EXCERPTED TEXT
· · · · ·
Customers turned off by inaccurate personalisation and bad customer service

Two new reports highlight the big opportunities await brands that can upgrade personalisation and polish up customer service, says researcher, Marketing Charts, and SaaS vendor, Freshworks.

Ever-increasing competition in products and services means brands must appeal to customers on every level to maintain their loyalty. 

Accurate, relevant personalisation can win hearts but many brands are getting it wrong, according to research by Movable Ink, while a new Freshworks report shows many brands are pushing customers away with customer service that is slow, solution oriented or lacks personalisation.

The new Freshworks survey found more than half of Australians are disappointed with customer service, with most (56 per cent) saying they don’t believe service matches brand image. The main complaints (35-38 per cent) were that it takes too long to speak to someone, that customer queries get passed around in circles, that the responses are scripted and automated, and that responses lack a resolution. 

First-class customer service does boost customer loyalty, as Qualtrics XM Institute found last year when 78 per cent of its respondents said service influenced their relationship with a brand.  

Customer service failures also send customers to competitors. More than two in five Australians (43 per cent) in the Freshworks survey stopped buying from a company as a result of its communications during the pandemic. One in 10 found a competitor with a more effective response during the pandemic. One fifth (19 per cent) also stopped dealing with a company when call wait times became too long. A similar number went elsewhere when they could not get a response. ‘Insensitive communications’ also prompted 14 per cent to stop buying. 

“The take-away for companies is that they can no longer separate their product from the customer experience; instead, it is a business imperative for companies to make it easy to delight their customers through thoughtful, easy and speedy interactions that reflect customer values,” said Freshworks CMO, Stacey Epstein. 

Meanwhile, more than two thirds (68 per cent) of consumers participating in a Movable Ink survey of 1000 Americans said they're likely to remain customers if a brand engages and builds a personal relationship with them. However, the report also found personalisation is easy to get wrong and its influence diminishes as people age.

According to the report, produced in partnership with Lewis Research, nearly three quarters of 18 to 34-year-olds are more likely to buy off the back of a personalised experience. The influence of personalisation goes down to half of 55 to 64-year-olds, and it's even less for people over 65.  

The survey found similar consequences from poor personalisation in the US to Freshworks’ Australian data. When personalisation in brand communications is wrong or inaccurate, for instance, most Americans take some action ranging from calling customer service to complain (27 per cent), to unsubscribing from emails (26 per cent) or cancelling a service. Fifteen per cent also never buy from that company again, while 9 per cent delete the app from their phone (9 per cent). Others, ranging from 9 to 5 per cent, spread the unpopular story by word of mouth, through a bad review or by relating the experience on social media.  

However, Freshworks found only 14 per cent of Australians expect any personalisation and even fewer (9 per cent) did not expect to be impressed by communications at all. Yet more than half (55 per cent) do expect brands to know about their values and brand communications to take this knowledge into account. More than half (52 per cent) want companies to know more about us. 

The SaaS company said low expectations and the chasm between lofty brand image and low quality customer service, including personalisation, is an opportunity waiting to be filled by brands prepared to lift service higher.
For example, 71 per cent of consumers will exchange their information for faster, better personalised and values-driven customer experiences. 

Of those ready to share personal data in return for better experiences, 40 per cent will give contact details, 27 per cent will hand over previous browsing or buying behaviour, 22 per cent will part with relationship data, 20 per cent will share an address and 16 per cent will share values they care about.

Both Movable Ink and Freshworks found email is still the preferred communication mode. Movable Ink’s survey also showed email marketing about sales or other promotions as most strongly preferred (58 per cent), followed by emails on new products or services (37 per cent). 

Freshworks’ research found nearly three quarters of Australians (73 per cent) would rather speak to a person than use automated self-service. When using self-service options, 57 per cent missed being able to speak to someone and 54 per cent prefer companies to offer a smart combination of human service and self-service.
· · · · ·
Spatial localization data:
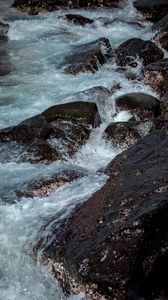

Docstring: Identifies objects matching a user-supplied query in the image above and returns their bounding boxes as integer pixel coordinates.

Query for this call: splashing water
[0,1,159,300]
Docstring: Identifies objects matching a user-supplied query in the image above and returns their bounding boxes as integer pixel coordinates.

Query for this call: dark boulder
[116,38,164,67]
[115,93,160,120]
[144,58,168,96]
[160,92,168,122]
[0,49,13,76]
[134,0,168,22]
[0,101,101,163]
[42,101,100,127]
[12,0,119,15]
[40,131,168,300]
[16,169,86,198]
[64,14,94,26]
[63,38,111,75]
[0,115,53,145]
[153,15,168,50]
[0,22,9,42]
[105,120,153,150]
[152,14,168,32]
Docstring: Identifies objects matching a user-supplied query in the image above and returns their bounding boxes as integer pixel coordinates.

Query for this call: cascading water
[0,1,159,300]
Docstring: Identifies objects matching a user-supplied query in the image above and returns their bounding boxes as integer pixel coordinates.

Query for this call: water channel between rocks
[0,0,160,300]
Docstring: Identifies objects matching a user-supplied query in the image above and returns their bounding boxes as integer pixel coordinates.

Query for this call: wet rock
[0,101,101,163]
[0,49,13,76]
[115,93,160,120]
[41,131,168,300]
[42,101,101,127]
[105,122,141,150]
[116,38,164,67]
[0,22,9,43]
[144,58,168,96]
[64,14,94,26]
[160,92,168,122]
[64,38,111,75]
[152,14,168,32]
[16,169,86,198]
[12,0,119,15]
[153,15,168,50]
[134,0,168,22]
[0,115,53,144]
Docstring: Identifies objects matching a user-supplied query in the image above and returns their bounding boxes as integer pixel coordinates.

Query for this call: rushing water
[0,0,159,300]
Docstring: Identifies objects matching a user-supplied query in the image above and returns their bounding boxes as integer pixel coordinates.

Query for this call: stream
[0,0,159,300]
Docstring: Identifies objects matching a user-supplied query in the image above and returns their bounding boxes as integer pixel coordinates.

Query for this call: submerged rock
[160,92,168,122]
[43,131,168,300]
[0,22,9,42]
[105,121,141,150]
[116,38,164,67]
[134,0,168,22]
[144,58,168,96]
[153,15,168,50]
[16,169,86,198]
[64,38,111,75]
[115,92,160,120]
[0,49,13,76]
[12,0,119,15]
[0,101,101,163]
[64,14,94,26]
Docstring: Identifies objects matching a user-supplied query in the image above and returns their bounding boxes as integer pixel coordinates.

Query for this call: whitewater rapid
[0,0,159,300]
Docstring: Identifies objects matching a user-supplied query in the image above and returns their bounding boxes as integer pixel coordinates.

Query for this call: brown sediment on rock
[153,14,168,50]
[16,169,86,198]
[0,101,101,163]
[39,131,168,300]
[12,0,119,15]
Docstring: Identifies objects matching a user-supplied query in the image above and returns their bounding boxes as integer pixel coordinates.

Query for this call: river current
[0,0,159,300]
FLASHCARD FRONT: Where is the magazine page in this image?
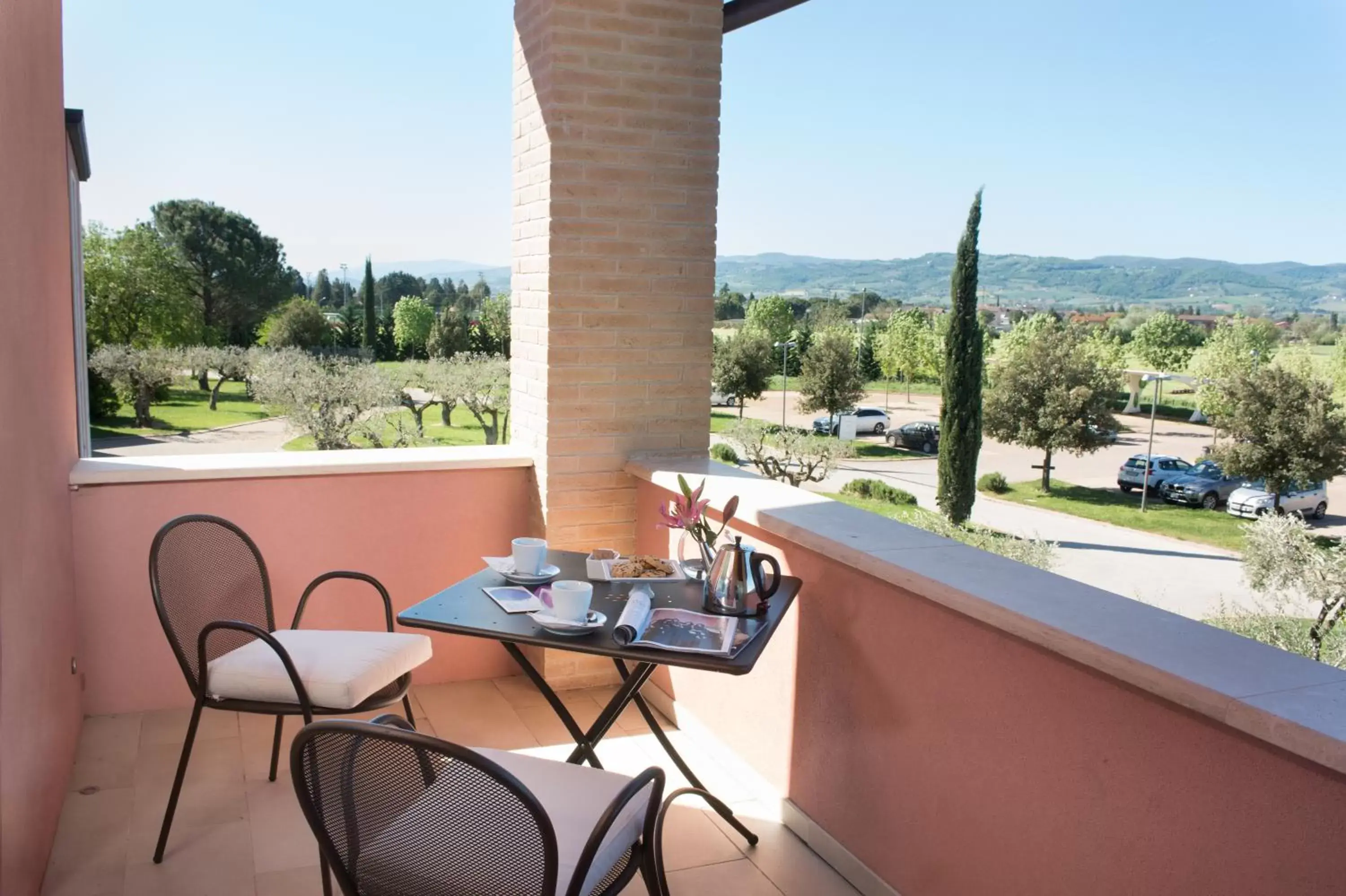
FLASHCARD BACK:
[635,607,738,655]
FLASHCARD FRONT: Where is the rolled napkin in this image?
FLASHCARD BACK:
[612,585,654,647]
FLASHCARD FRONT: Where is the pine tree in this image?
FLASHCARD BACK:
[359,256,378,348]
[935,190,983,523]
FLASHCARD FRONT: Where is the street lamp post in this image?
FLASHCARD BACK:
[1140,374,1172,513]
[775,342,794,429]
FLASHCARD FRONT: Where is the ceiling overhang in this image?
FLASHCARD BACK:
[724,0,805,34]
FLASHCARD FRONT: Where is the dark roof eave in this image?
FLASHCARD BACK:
· · · · ·
THE TASK
In the article on customer service and personalization, repeat word for word the passage starting with "Customers turned off" and going on through "SaaS vendor, Freshworks.".

THE COMPLETED TASK
Customers turned off by inaccurate personalisation and bad customer service

Two new reports highlight the big opportunities await brands that can upgrade personalisation and polish up customer service, says researcher, Marketing Charts, and SaaS vendor, Freshworks.